[[ Information given, beginning ]]

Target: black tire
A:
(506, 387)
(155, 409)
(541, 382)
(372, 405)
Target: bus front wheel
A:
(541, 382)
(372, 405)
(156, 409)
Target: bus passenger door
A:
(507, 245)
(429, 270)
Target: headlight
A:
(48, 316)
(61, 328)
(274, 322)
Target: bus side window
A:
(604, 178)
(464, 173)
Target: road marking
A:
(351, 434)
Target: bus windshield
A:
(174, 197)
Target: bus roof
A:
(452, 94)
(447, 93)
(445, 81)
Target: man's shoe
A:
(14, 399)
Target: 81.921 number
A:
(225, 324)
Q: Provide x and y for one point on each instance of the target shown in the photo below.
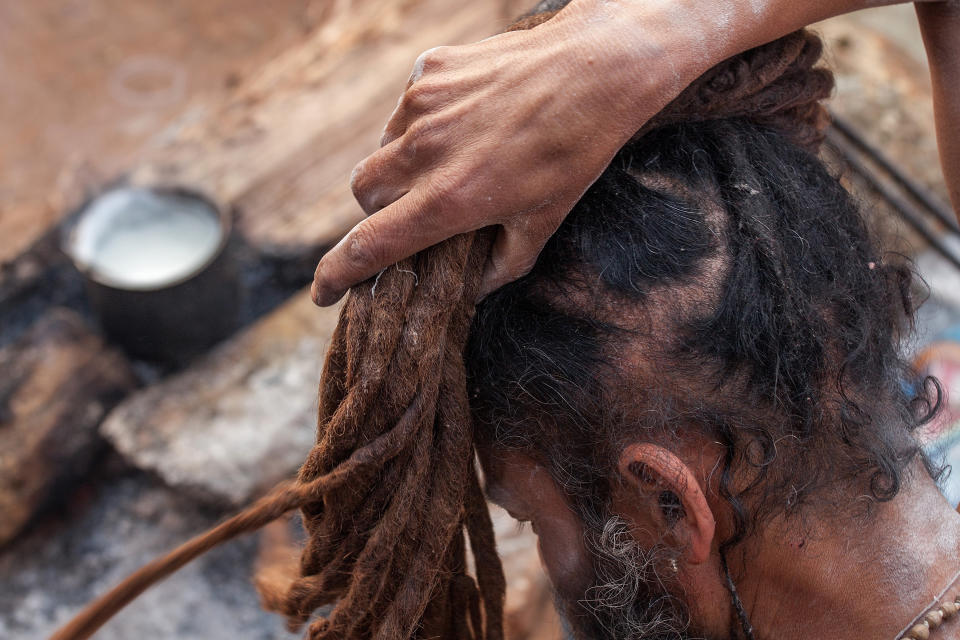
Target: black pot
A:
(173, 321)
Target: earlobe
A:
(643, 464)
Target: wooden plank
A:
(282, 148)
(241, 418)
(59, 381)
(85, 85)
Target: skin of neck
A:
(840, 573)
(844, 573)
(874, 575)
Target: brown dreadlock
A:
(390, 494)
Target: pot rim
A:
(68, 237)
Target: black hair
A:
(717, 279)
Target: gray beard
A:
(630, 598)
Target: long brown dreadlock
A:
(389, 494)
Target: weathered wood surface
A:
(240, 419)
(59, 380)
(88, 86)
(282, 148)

[[ Information given, end ]]

### How to complete this task
Please restate, exactly as written, the line that holds "Target: long brown dreadlock" and all remaining lines of the data above, and only those.

### Problem solution
Target: long brown dreadlock
A:
(389, 494)
Target: weathered wood surface
A:
(240, 419)
(59, 380)
(88, 86)
(282, 148)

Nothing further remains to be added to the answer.